* Reading text:
Last night at Five Rhythms dance, my evening drew to a close with having a vision of an open door and a sense of freedom to go through.
The night before I had driven to a dance workshop under an evenly-pink sky painted with a rainbow, and the dance had evoked awareness of our being as trees or plants, desperately clinging to roots held in nourishment, yet wanting to burst free in flower and move around.
A couple of nights earlier I had the most tangible experience of strength and support during a meditation that I have perhaps ever had.
The night before that had been both the anniversary of my leaving the place where I had known love for so long, and the night I was rapped over the knuckles for writing my felt experiences here, of being faced with a requirement of maleness, and how that affected my feelings of self, of being, of respect.
A couple of days ago I also lost my email address (it was dumped by my provider) and with it a lot of old connections. I will try to sort the mess out, but it will also allow me to let go of more past too.

(Referring expression pointing data)
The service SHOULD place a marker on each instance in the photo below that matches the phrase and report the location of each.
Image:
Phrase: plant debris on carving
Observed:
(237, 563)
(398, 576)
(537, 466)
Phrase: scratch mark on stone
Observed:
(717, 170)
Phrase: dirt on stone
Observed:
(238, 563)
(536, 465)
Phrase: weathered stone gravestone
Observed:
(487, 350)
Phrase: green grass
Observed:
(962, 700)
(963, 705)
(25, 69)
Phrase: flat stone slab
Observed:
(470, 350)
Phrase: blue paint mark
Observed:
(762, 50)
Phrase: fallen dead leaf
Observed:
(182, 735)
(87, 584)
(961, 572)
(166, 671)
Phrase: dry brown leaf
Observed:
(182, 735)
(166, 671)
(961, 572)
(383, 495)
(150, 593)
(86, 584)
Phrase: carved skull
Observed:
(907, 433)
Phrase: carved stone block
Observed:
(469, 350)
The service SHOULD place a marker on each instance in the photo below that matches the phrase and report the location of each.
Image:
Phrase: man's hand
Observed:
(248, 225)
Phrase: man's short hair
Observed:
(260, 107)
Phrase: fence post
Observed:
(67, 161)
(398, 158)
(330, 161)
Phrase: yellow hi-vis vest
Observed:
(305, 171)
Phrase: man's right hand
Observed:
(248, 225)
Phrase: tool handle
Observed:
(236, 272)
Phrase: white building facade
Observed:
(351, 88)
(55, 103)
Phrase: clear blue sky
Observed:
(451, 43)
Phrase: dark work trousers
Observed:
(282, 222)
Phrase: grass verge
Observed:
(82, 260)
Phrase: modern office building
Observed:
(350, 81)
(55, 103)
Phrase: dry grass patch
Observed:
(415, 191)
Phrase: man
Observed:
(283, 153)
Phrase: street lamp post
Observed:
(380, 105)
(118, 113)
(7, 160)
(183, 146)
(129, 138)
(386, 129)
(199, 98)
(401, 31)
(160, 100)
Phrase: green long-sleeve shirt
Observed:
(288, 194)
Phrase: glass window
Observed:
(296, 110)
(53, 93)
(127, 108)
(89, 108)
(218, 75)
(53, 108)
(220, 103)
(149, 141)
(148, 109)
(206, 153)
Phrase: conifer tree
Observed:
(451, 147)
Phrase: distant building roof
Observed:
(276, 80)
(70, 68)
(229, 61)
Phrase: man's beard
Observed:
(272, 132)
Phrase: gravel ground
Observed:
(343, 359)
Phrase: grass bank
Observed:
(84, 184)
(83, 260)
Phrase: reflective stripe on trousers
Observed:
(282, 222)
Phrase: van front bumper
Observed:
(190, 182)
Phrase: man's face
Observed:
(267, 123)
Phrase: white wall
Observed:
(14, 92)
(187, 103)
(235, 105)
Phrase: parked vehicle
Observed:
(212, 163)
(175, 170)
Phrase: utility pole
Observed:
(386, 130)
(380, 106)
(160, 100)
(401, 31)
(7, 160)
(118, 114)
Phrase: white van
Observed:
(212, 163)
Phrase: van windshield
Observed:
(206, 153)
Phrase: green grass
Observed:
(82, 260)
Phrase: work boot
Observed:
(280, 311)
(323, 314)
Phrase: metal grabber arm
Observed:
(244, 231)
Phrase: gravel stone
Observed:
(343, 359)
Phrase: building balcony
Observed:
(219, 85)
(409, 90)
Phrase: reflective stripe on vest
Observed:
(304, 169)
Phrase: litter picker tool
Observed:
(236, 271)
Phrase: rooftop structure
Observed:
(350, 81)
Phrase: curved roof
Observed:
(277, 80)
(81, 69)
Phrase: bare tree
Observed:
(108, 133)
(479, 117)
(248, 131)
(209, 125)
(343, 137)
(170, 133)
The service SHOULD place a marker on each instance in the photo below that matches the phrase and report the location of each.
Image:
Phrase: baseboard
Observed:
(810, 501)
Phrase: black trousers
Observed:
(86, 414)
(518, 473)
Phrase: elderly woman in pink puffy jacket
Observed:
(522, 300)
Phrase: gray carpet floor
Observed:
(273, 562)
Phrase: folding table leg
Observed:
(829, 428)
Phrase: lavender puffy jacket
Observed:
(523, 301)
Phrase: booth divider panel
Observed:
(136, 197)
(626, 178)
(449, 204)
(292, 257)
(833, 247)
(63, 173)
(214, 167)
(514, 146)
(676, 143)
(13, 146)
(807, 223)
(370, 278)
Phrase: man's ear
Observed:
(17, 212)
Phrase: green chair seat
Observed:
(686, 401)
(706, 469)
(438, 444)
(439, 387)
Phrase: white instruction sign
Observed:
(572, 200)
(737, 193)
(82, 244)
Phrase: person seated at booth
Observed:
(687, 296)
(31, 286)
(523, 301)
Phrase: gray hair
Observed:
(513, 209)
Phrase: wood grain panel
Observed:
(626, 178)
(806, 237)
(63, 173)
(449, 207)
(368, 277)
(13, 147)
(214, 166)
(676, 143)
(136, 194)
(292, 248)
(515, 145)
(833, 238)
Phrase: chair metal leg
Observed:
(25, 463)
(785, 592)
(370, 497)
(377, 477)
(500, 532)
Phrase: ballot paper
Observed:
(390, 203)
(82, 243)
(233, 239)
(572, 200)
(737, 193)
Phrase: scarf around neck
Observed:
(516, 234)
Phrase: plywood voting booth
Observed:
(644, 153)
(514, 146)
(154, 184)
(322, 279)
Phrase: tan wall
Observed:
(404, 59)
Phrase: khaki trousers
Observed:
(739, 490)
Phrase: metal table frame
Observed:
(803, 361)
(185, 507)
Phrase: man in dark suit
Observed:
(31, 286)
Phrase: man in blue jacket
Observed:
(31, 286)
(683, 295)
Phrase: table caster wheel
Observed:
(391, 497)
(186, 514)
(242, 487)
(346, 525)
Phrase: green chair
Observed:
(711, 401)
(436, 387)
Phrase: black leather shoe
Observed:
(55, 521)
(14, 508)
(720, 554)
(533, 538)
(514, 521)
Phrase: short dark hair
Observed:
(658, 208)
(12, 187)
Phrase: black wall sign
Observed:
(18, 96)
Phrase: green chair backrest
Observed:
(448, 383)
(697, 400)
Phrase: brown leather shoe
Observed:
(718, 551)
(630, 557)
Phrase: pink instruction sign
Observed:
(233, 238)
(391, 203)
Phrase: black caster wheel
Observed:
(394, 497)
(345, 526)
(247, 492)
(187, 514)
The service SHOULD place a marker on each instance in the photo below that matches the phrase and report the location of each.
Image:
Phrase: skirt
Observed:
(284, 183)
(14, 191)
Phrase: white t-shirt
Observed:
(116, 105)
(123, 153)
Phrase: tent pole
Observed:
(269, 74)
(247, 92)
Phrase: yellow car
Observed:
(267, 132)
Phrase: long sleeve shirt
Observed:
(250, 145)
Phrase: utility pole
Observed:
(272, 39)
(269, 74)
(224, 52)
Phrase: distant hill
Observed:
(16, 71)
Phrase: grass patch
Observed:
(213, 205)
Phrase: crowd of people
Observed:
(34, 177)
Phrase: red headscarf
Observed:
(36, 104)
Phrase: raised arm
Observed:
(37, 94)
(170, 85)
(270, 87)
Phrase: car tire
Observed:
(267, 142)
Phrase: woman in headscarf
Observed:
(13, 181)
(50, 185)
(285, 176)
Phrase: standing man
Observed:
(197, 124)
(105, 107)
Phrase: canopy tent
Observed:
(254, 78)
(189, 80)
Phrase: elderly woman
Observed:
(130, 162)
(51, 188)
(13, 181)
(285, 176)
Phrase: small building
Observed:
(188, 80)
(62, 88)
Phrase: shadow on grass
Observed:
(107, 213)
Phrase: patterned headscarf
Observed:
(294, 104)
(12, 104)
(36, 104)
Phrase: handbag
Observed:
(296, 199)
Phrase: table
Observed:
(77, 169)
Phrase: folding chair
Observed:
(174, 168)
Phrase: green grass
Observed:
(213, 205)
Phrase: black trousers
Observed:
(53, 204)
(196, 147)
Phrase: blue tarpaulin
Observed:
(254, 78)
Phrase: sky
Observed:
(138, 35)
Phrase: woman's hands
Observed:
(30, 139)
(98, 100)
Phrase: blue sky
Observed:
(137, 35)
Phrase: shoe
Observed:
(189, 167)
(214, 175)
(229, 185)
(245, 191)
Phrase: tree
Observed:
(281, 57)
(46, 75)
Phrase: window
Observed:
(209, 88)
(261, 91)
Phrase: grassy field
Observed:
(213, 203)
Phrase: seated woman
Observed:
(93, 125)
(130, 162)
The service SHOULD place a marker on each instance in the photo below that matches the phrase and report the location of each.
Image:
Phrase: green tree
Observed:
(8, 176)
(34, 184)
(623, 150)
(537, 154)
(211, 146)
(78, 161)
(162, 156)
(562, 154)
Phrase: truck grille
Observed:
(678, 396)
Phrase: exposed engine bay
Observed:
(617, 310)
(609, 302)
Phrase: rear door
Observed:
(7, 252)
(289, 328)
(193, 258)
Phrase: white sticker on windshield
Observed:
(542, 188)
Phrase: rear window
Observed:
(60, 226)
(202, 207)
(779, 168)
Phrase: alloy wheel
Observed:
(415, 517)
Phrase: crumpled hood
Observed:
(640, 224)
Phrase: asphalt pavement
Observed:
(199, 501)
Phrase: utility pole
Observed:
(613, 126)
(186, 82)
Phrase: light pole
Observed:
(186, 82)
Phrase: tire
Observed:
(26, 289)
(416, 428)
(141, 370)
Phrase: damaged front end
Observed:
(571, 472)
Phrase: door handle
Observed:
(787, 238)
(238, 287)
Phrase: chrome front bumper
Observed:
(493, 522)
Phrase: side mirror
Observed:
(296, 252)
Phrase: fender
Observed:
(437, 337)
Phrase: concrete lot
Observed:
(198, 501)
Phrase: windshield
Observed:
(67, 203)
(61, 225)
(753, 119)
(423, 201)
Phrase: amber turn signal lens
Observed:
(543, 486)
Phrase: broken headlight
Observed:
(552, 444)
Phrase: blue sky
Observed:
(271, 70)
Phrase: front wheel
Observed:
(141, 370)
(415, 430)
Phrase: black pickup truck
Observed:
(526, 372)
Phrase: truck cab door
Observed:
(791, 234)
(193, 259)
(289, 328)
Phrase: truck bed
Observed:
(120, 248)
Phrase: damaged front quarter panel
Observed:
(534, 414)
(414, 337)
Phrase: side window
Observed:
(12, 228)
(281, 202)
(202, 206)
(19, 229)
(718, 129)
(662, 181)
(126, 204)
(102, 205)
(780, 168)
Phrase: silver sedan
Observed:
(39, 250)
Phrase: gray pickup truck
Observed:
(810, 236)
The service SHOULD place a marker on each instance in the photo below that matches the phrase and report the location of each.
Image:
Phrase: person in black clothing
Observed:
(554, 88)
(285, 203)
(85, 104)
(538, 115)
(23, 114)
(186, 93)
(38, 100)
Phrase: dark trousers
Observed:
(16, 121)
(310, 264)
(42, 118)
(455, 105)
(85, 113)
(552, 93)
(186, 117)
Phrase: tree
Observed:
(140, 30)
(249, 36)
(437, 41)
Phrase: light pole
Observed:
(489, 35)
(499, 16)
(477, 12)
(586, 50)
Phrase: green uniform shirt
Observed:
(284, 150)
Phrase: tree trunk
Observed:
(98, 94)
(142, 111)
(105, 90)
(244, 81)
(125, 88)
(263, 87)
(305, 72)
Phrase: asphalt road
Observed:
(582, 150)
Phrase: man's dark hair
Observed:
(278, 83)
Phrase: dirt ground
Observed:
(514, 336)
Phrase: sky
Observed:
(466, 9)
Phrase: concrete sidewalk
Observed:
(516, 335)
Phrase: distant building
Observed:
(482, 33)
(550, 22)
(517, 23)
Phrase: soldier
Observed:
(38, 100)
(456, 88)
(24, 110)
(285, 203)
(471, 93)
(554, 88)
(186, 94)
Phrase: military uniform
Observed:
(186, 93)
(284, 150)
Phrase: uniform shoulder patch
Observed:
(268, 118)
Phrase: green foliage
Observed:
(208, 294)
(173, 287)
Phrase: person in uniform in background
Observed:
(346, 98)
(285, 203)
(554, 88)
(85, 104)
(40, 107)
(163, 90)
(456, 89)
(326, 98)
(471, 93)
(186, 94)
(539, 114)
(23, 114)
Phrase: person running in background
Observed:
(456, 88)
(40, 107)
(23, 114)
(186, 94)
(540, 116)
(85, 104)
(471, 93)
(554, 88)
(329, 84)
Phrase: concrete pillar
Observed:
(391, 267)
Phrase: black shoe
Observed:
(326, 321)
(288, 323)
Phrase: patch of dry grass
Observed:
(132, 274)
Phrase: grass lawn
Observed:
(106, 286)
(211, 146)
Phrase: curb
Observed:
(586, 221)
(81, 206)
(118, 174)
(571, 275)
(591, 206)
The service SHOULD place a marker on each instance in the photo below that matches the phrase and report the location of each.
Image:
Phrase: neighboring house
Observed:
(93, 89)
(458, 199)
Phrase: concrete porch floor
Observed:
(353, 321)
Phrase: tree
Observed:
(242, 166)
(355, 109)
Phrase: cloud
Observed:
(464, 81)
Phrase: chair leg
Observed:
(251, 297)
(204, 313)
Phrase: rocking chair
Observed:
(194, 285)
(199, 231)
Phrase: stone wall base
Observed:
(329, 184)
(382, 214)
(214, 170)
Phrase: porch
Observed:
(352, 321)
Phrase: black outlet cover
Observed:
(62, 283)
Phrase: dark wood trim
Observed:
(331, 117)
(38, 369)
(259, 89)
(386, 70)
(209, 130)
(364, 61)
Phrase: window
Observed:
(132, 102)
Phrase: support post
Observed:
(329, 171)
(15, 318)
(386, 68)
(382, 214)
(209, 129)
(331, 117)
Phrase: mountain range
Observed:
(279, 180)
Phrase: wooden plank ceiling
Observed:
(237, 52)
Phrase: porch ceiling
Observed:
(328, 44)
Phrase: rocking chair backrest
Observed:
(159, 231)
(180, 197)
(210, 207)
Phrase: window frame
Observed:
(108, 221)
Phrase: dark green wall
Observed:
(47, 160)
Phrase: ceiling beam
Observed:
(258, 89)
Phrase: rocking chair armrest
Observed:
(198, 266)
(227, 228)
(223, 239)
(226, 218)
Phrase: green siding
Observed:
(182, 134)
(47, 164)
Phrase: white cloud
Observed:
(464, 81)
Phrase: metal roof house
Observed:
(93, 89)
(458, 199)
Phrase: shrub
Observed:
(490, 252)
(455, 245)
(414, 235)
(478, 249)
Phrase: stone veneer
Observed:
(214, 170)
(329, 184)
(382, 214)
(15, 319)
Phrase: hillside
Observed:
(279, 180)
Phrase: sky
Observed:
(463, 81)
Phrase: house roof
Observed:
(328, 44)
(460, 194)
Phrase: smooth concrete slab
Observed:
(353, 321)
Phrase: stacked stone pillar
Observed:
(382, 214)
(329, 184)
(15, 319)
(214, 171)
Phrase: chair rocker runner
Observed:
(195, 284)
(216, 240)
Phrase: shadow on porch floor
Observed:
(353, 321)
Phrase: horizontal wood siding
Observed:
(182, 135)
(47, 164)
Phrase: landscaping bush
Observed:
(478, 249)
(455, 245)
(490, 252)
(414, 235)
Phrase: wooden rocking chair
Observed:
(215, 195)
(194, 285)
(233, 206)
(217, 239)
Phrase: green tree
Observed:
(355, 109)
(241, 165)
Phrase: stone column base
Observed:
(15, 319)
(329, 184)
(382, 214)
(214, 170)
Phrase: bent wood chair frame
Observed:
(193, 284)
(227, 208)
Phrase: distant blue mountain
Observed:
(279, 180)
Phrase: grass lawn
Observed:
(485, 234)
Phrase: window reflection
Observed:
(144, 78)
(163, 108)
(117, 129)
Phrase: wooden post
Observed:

* Exercise instructions:
A. Translate this sentence from the passage on the dance evenings into Spanish: "A couple of nights earlier I had the most tangible experience of strength and support during a meditation that I have perhaps ever had."
B. Continue the passage on the dance evenings from its final sentence.

* Answer section:
A. Un par de noches antes tuve, durante una meditación, la experiencia de fuerza y apoyo más tangible que quizás haya tenido nunca.

B.
Self?
In the midst of this I was chastened by having threatened a friendship by having been too self-obsessed, and having to return to my house, to where used to be my home, for the last time, say goodbye to my cats I may never see again, collect my last few things and my art from the walls. I have left a legacy of self, in how I created so much in that house, and have withdrawn the last vestiges.
Have I been writing these years out of self-obsession? I guess I’m much closer to that than I have to writing about other people, and whenever a third party has been involved, only very few readers will actually be able to identify them (or themselves). I always try to observe, not criticise. Most of my thousands of readers are in other countries, a few hundred in the UK, and very few local. One, perhaps two, are family. I speak more to people who I shall never meet. And yet I know from my (non-blog) chastening this week, that talking honestly can be painful. Sometimes openness is mis-read or misunderstood, or its intention lost, and talking is best. I heard what my friend was saying, and was deeply hurt that what she said was true: I hadn’t listened enough to her enough to understand her fragility.
We talked at length, the friendship is restored, and I have learned something important, we are stronger. We made the effort to understand.
But here, all I can do is write. It is my experience, my story, and no-one else’s.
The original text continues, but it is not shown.